* **TASK GOAL**
Retype word for word the stretch of entries below from the line that has "Target: black and white photograph" through the line that has "Target: flowering plant", and omit the pictures.
##### INPUT RECORDS #####
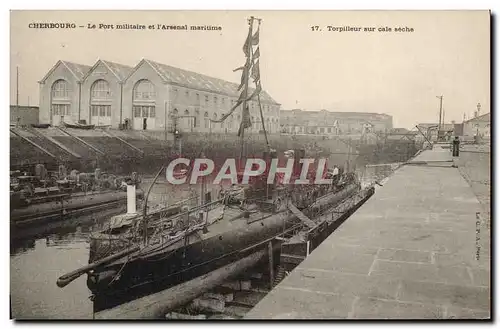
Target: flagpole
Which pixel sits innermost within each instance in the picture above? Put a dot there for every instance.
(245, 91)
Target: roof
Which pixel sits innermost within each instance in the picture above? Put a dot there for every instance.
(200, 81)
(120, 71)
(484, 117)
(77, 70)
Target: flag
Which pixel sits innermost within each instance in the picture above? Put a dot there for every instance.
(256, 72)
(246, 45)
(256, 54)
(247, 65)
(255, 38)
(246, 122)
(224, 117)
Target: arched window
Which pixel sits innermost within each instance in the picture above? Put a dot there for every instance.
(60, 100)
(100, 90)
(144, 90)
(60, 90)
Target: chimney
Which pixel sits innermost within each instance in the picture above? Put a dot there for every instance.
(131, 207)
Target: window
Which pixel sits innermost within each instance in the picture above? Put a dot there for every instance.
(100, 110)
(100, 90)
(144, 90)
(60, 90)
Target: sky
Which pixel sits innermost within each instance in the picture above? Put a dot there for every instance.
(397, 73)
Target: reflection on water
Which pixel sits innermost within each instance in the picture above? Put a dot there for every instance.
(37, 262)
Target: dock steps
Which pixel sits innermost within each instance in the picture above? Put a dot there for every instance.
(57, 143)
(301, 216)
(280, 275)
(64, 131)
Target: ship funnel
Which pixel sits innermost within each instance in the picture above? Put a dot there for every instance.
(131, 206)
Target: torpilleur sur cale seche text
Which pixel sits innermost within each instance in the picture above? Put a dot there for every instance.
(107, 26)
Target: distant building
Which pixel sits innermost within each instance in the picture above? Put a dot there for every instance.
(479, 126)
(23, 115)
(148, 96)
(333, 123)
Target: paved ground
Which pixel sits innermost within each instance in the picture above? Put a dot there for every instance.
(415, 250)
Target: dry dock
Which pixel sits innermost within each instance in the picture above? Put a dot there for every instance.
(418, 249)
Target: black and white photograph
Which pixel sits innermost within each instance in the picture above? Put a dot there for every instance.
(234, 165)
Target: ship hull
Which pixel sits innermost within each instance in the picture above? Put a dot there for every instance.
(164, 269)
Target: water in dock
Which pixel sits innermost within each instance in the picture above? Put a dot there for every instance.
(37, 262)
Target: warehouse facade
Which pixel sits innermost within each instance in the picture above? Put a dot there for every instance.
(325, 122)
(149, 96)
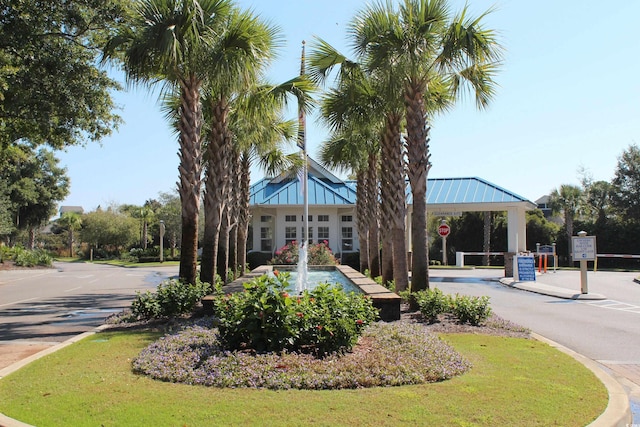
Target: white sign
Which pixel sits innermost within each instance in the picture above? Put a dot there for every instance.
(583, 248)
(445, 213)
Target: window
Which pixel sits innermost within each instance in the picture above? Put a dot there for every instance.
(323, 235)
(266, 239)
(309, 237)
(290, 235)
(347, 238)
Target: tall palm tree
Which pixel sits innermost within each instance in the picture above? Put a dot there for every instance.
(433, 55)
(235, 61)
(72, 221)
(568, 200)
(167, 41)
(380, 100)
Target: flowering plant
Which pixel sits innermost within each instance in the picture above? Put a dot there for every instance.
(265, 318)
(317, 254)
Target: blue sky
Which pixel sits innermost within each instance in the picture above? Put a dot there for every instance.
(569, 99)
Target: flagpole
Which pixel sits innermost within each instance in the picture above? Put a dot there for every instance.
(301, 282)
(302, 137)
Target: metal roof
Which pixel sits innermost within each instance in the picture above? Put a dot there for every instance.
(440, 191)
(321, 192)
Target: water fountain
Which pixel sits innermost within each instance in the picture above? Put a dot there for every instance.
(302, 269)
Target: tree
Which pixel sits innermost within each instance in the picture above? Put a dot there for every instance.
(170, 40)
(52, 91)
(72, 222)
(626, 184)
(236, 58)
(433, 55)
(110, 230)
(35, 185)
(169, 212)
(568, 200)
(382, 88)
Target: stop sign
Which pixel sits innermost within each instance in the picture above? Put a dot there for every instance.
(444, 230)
#####
##### INPUT RECORDS #####
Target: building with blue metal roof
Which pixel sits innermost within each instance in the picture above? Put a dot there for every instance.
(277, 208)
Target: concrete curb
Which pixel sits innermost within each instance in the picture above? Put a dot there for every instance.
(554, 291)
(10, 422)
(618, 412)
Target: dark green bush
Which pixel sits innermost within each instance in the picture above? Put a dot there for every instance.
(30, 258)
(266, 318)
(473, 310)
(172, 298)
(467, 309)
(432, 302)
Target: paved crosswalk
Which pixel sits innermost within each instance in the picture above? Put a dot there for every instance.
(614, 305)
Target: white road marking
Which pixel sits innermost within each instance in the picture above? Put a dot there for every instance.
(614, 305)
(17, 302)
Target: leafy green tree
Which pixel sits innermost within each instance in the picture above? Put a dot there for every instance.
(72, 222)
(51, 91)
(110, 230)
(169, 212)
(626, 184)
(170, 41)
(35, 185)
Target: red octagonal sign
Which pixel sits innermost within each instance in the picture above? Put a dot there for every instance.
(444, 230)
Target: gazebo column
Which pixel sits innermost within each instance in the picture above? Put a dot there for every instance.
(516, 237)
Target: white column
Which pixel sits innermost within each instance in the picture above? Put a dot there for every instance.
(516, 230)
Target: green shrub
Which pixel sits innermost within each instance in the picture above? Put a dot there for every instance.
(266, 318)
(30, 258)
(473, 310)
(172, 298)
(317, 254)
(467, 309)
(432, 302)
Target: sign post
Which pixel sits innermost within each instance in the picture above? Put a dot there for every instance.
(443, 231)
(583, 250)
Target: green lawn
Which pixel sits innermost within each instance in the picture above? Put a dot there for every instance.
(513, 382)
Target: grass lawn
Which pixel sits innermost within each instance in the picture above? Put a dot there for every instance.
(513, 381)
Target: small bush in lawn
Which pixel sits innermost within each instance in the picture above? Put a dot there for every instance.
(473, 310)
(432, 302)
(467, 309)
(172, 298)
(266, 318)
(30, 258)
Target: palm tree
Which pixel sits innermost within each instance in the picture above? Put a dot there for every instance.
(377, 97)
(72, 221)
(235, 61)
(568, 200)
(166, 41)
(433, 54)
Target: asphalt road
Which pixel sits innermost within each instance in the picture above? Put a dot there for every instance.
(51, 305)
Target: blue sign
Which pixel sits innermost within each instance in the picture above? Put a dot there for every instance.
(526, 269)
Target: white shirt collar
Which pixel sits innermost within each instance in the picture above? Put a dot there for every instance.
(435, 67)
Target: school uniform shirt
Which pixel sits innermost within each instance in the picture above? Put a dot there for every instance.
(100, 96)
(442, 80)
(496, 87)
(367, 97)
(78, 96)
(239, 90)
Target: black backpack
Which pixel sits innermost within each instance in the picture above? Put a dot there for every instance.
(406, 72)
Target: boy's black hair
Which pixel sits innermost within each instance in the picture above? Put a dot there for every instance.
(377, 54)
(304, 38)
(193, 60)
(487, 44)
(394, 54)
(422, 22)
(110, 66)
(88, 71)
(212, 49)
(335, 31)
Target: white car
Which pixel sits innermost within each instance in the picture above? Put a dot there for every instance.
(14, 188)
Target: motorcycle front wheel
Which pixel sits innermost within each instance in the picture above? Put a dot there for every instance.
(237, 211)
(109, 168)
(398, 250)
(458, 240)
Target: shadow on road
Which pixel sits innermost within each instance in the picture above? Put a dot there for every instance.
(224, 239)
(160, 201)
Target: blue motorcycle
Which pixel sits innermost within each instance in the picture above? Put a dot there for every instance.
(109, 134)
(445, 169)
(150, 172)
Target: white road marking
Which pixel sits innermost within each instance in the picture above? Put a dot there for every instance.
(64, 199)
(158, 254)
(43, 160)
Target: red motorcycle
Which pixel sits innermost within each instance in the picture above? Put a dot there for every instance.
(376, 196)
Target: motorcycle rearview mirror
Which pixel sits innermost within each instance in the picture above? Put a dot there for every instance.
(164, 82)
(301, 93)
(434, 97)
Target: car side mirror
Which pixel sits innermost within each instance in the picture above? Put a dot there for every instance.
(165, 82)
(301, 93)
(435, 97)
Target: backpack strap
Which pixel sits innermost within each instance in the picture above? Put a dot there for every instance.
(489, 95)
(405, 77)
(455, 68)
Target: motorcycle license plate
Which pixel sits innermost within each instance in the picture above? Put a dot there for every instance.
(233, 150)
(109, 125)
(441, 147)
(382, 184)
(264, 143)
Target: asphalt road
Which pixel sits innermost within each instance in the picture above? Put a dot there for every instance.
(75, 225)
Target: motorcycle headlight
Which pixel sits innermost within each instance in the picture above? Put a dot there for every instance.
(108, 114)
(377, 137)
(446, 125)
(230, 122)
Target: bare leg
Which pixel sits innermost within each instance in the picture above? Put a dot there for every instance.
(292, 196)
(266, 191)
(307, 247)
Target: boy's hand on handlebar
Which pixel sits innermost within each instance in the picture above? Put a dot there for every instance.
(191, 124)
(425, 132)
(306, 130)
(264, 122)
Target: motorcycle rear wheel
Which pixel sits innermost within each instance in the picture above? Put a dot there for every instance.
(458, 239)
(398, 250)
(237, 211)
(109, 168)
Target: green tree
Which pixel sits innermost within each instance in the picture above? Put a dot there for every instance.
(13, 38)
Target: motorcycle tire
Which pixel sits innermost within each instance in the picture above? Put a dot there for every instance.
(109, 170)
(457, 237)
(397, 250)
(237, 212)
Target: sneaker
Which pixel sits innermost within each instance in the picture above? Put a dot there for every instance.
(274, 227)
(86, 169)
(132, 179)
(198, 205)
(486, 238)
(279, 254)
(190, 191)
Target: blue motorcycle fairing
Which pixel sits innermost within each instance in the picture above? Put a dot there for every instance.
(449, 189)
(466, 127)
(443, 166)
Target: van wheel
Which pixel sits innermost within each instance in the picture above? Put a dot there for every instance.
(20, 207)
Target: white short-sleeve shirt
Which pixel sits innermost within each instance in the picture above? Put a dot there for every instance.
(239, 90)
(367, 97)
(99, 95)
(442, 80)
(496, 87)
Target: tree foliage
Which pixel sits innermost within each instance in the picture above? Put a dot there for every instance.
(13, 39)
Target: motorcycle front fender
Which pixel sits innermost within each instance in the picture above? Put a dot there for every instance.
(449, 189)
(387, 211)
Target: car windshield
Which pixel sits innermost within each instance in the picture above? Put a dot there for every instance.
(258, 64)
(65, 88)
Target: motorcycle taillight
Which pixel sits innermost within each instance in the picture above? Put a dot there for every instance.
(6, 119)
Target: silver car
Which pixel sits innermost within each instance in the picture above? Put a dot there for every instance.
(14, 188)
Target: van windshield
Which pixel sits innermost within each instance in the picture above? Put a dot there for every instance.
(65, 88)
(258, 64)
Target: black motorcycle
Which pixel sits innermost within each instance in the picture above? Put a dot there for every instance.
#####
* **ANSWER BELOW**
Target: black and white photograph
Which pixel sits innermost within each instance in the picture above? Put a dot there for every instance.
(234, 165)
Target: ship hull
Which pixel sits innermost within each instance in the picture above? Put a dot there for every instance.
(164, 269)
Target: water in dock
Which pixel sits innermost within each instance in the picture above? Put a dot there for every instance.
(37, 262)
Target: warehouse facade
Which pixel sits innermost within each instance in the picture above? Put a dot there for every instance.
(325, 122)
(149, 96)
Target: white sign
Which pixel sits innermost within each instance in the picture above? Put a dot there for every instance.
(583, 248)
(445, 213)
Target: window
Which pixel sits innermost within each instance in the picture above? Put a dot there for every instance.
(323, 235)
(266, 239)
(309, 237)
(290, 235)
(347, 238)
Target: tall palm tree
Which pixel sits innermost within each instance in the picture above? Put a dot there for every instance.
(433, 55)
(235, 61)
(72, 221)
(568, 200)
(167, 41)
(380, 100)
Target: flowering plant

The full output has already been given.